Problems to solve |
1 > In the forum thread about LLM libraries, what reason is given for expecting these libraries to get in the way in the long run? Answer in one to three sentences.
2 > Carry on the forum thread about LLM libraries past its last post.

Passage provided |
Langchain is poorly documented and has all sorts of problems.
LMQL seems to be up-to-date but it's not guaranteed to work (e.g., one of their examples is `from lmql.lib.chat import message` but then Python throws `lmql.lib.chat` not found).
LLM (CLI tool) is mostly for, well, TUI apps.
AIchat is abandoned.
Lots of projects around Langchain are also abandoned.
Does this all mean that the industry came to its senses and realized LLMs are just API calls all the way down? Or is it because each firm now develops its own LLM stack?
these libraries make too many choices for the user given the variability, and generally make the most interesting use-cases more difficult. It's like the failed attempts to create a single API for all the clouds, it is impossible. In the long run, they will all get in the way.
What is it about LLMs that makes people think we need something like langchain? A function or package for dealing with vector embeddings, ok, but to wrap API calls... I can write that function myself, I don't need their subpar interfaces for messages and all the things...

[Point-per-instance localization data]
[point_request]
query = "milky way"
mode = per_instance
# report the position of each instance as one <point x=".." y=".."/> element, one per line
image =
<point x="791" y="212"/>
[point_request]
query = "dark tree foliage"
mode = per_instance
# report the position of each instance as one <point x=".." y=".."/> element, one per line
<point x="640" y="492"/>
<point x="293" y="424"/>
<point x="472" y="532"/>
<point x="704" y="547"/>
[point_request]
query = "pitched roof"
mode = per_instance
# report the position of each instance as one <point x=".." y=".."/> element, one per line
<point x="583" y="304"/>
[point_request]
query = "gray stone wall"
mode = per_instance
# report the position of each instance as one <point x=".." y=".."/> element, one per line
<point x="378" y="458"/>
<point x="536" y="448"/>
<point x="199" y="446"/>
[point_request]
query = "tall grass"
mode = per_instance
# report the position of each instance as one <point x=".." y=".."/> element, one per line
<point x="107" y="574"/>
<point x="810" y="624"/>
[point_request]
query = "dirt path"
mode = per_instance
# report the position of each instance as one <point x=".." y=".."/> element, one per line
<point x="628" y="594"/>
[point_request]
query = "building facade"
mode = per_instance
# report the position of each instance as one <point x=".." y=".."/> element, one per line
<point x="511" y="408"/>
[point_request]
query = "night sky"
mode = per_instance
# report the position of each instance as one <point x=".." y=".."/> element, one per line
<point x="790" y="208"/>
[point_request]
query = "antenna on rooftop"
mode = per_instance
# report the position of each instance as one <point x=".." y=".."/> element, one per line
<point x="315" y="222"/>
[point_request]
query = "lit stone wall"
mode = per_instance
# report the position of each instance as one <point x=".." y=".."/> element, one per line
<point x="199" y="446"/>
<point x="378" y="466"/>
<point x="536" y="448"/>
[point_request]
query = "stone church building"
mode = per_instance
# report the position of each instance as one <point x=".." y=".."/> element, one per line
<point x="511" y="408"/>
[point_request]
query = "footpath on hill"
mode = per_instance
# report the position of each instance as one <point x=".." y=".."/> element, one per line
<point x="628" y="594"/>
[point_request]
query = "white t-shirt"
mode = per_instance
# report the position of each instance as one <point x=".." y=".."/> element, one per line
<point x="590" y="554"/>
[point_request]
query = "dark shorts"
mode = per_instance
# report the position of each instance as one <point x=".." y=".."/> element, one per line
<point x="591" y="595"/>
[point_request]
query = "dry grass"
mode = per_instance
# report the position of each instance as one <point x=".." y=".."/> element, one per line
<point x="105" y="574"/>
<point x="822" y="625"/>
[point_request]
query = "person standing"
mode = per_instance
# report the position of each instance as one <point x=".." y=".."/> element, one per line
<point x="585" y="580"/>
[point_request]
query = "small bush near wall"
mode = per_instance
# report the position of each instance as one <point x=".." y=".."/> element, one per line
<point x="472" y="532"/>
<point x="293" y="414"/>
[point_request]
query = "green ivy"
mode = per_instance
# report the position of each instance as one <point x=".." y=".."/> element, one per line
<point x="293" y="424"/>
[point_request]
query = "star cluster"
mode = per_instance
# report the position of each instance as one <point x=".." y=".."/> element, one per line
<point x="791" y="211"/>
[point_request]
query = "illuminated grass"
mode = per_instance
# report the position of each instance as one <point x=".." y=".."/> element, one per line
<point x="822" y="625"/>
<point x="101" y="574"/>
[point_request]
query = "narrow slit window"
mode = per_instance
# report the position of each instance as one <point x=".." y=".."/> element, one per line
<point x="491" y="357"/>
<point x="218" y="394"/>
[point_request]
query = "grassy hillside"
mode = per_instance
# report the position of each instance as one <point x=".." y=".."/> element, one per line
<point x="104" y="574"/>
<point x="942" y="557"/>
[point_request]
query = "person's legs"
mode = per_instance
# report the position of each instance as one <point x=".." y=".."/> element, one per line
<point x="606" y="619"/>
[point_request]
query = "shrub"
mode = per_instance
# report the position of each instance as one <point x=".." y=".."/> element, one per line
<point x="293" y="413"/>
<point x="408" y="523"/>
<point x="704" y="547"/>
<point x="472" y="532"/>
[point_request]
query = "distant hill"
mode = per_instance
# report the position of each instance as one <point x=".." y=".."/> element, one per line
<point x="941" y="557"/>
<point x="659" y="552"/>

Outputs for the tasks |
1 > They make too many choices for the user given the variability, and they generally make the most interesting use cases more difficult. The thread compares them to the failed attempts to create a single API for all the clouds, which it calls impossible.

2 >
Developers want building blocks for LLMs, not a bunch of frameworks competing to be the one that wins by pushing out shitty implementations as fast as possible
What I’m talking about is the need to do
https://scikit-learn.org/stable/model_selection.html
which is not just about training one model but also about evaluating at least one model and usually generating quite a few models with different parameters the latter of which is more essential than ever now that we don’t really do early stopping with neural networks anymore. (Back in the day I built products that could reliably build a useful model in one try with early stopping, which made fine-tuning LLMs so nerve-wracking to me)
For instance the tools I mention above in scikit-learn work great if I am training models that take a few minutes to train on one machine. I have a set of sk-learn models that I train and use every day.
I’ve tried fine-tuning models from huggingface to do the same task, on a good day they perform about as well but take 30 minutes to train instead of 30 seconds. I really ought to be able to run both kinds of models in the same “model selection” framework and pick the best, but boy is it a hassle because it not just about model selection it is about the whole data handling and training process which runs inside the model selection process. For my problems I don’t really like the way huggingface handles data as much as sk-learn/pandas/bumpy and don’t like the model selection facilities in huggingface.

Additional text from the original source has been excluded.